◆ Données disponibles:
──────────────────────────────

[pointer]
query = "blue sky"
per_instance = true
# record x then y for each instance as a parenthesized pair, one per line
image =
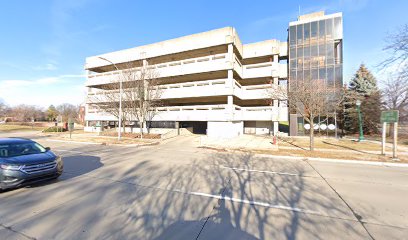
(43, 44)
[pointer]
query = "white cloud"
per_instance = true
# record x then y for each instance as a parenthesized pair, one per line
(46, 67)
(44, 91)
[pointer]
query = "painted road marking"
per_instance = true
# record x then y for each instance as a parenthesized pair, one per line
(263, 171)
(256, 203)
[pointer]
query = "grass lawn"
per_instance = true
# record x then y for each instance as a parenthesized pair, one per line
(17, 128)
(330, 143)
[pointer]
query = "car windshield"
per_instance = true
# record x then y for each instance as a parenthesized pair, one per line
(19, 149)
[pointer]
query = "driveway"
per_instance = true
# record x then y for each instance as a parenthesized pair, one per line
(178, 191)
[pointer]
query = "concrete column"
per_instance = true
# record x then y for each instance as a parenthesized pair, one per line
(293, 130)
(275, 128)
(230, 53)
(276, 58)
(275, 85)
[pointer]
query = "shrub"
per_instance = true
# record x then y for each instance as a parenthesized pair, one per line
(55, 129)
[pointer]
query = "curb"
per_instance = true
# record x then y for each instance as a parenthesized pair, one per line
(65, 141)
(330, 160)
(335, 160)
(104, 144)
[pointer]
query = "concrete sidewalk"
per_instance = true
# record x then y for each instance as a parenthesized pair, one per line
(252, 142)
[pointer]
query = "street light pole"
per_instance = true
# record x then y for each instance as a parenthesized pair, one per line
(360, 121)
(120, 98)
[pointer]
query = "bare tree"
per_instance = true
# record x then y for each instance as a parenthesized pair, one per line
(395, 94)
(67, 111)
(311, 99)
(106, 100)
(397, 46)
(4, 110)
(142, 93)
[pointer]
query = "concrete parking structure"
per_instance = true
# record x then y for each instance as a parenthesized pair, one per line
(168, 192)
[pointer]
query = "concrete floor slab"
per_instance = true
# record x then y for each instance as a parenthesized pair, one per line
(121, 211)
(232, 221)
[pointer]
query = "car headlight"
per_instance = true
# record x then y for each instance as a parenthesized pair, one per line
(10, 167)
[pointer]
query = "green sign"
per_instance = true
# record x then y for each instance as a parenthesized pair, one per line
(389, 116)
(70, 125)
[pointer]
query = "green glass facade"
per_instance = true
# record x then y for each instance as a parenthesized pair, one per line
(315, 52)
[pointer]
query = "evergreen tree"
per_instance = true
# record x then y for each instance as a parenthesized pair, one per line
(364, 87)
(52, 113)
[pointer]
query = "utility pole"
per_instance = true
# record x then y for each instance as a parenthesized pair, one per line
(120, 98)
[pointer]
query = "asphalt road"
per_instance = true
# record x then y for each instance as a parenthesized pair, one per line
(177, 191)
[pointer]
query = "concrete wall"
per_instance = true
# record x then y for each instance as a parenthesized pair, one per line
(225, 129)
(258, 127)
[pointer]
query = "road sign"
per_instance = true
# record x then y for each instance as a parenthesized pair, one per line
(389, 116)
(59, 119)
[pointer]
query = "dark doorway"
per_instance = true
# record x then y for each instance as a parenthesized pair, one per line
(198, 127)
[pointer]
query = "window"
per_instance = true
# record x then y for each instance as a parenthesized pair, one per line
(322, 30)
(313, 33)
(329, 29)
(292, 36)
(306, 30)
(299, 34)
(338, 28)
(330, 77)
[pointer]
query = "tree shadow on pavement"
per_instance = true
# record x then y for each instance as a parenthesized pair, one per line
(220, 196)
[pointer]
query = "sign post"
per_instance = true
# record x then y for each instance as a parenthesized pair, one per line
(59, 120)
(390, 117)
(70, 126)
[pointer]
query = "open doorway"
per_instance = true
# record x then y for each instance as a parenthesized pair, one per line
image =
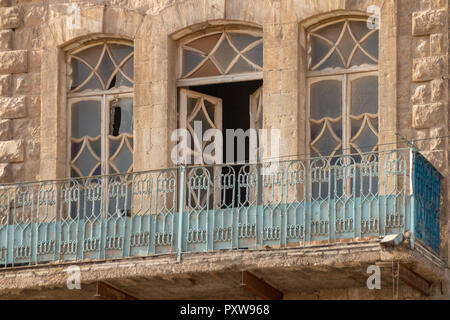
(235, 98)
(236, 105)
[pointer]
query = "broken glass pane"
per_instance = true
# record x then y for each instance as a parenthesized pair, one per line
(371, 45)
(364, 96)
(86, 162)
(106, 68)
(346, 45)
(319, 49)
(366, 140)
(80, 72)
(224, 54)
(86, 119)
(326, 99)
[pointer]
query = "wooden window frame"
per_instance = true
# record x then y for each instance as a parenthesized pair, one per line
(105, 97)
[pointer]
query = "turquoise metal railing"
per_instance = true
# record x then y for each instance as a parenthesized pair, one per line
(186, 209)
(427, 194)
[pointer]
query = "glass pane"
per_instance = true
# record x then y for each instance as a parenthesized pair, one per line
(333, 61)
(191, 102)
(224, 54)
(86, 162)
(106, 68)
(371, 45)
(120, 81)
(242, 66)
(316, 129)
(359, 29)
(346, 45)
(356, 125)
(241, 41)
(92, 84)
(86, 119)
(360, 58)
(96, 147)
(366, 140)
(364, 95)
(326, 144)
(326, 99)
(91, 55)
(124, 159)
(120, 52)
(331, 32)
(79, 73)
(319, 49)
(113, 146)
(121, 117)
(374, 123)
(75, 149)
(128, 67)
(337, 128)
(191, 60)
(255, 55)
(205, 44)
(208, 69)
(210, 109)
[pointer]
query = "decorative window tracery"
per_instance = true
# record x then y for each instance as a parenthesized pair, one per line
(343, 88)
(222, 53)
(100, 99)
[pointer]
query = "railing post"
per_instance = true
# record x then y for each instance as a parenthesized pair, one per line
(412, 154)
(181, 203)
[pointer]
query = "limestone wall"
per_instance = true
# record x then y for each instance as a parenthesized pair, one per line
(34, 34)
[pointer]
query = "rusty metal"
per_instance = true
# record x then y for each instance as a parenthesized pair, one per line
(259, 287)
(105, 291)
(414, 280)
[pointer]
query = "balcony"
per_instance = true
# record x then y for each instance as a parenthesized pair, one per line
(296, 203)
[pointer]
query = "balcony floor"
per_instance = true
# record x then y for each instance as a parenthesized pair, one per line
(297, 272)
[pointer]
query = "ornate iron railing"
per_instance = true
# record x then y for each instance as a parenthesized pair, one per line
(200, 208)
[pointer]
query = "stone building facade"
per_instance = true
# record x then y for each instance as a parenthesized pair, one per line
(38, 39)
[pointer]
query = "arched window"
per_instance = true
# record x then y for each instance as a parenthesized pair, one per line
(100, 101)
(343, 88)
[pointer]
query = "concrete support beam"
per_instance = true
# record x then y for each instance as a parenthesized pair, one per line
(259, 287)
(105, 291)
(413, 280)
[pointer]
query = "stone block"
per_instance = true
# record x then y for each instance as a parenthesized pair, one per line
(12, 108)
(10, 18)
(5, 40)
(437, 44)
(421, 94)
(427, 116)
(13, 61)
(12, 151)
(429, 68)
(4, 172)
(427, 22)
(5, 85)
(5, 130)
(21, 84)
(437, 90)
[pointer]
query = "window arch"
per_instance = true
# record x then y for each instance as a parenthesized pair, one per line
(343, 87)
(100, 101)
(227, 52)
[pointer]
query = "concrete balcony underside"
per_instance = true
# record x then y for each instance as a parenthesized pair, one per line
(296, 272)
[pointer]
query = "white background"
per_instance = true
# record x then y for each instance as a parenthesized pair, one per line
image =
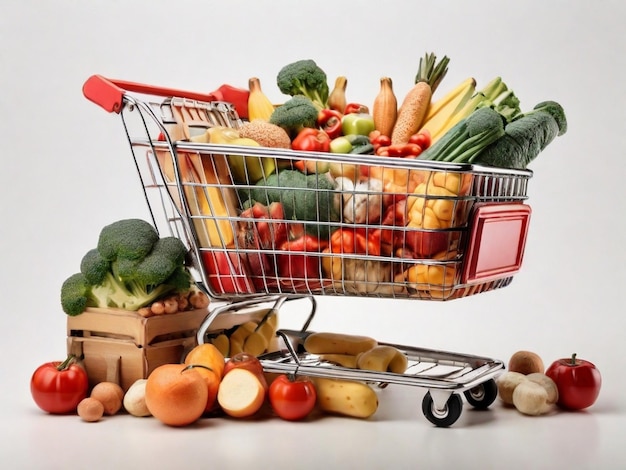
(67, 171)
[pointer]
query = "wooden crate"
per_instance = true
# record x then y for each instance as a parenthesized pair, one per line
(122, 346)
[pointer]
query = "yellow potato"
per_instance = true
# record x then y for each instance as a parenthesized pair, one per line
(338, 343)
(345, 397)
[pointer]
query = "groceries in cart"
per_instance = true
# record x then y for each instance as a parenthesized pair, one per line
(419, 197)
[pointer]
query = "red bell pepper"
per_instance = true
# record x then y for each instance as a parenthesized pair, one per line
(329, 121)
(261, 228)
(298, 262)
(356, 108)
(408, 150)
(311, 140)
(406, 241)
(361, 241)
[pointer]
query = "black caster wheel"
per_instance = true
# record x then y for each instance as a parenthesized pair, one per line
(445, 417)
(483, 395)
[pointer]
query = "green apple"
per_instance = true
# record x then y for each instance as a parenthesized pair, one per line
(340, 145)
(357, 123)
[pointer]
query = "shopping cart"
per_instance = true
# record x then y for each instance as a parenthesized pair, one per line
(261, 232)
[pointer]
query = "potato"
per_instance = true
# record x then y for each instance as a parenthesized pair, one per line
(526, 362)
(344, 360)
(241, 393)
(377, 358)
(383, 358)
(135, 399)
(345, 397)
(531, 398)
(90, 410)
(338, 343)
(110, 394)
(507, 383)
(547, 383)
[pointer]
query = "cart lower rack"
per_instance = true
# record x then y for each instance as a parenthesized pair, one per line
(266, 222)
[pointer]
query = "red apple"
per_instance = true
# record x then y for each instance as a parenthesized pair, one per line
(578, 382)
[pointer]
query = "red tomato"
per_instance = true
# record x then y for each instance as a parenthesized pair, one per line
(578, 382)
(421, 138)
(57, 387)
(227, 272)
(292, 398)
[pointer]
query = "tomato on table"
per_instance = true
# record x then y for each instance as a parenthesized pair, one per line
(58, 387)
(292, 398)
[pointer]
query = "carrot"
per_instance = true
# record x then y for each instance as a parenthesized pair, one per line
(415, 104)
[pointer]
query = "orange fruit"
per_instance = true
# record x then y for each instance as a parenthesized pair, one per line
(207, 355)
(176, 395)
(213, 384)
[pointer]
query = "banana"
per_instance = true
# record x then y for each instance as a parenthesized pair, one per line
(259, 105)
(244, 170)
(239, 336)
(492, 89)
(258, 342)
(441, 111)
(222, 343)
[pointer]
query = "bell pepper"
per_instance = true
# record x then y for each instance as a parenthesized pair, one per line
(298, 263)
(408, 150)
(359, 240)
(352, 143)
(346, 262)
(261, 228)
(329, 121)
(311, 140)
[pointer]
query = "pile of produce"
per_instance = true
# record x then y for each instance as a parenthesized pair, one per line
(367, 226)
(484, 126)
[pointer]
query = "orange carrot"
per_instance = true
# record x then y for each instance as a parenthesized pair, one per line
(415, 104)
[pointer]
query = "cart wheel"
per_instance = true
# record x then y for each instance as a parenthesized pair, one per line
(483, 395)
(447, 416)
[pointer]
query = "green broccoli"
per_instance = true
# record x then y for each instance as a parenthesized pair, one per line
(304, 77)
(127, 238)
(122, 279)
(304, 197)
(295, 114)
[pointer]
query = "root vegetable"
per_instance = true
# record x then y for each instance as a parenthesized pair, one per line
(110, 395)
(338, 343)
(135, 399)
(241, 393)
(526, 362)
(531, 398)
(547, 383)
(345, 397)
(90, 410)
(507, 383)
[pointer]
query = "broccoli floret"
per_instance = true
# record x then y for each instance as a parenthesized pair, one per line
(304, 77)
(167, 254)
(295, 114)
(127, 238)
(123, 280)
(77, 293)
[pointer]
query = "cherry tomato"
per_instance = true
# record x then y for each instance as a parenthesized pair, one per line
(421, 138)
(578, 382)
(292, 398)
(57, 387)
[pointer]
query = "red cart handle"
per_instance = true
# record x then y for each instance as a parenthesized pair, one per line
(109, 94)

──────────────────────────────

◆ Vos consignes: Renvoie chaque ligne des données ci-dessus qui contient le mot « tomato ». La casse compte.

◆ Solution proposée:
query = "red tomato"
query = "tomato on table"
query = "cherry tomato"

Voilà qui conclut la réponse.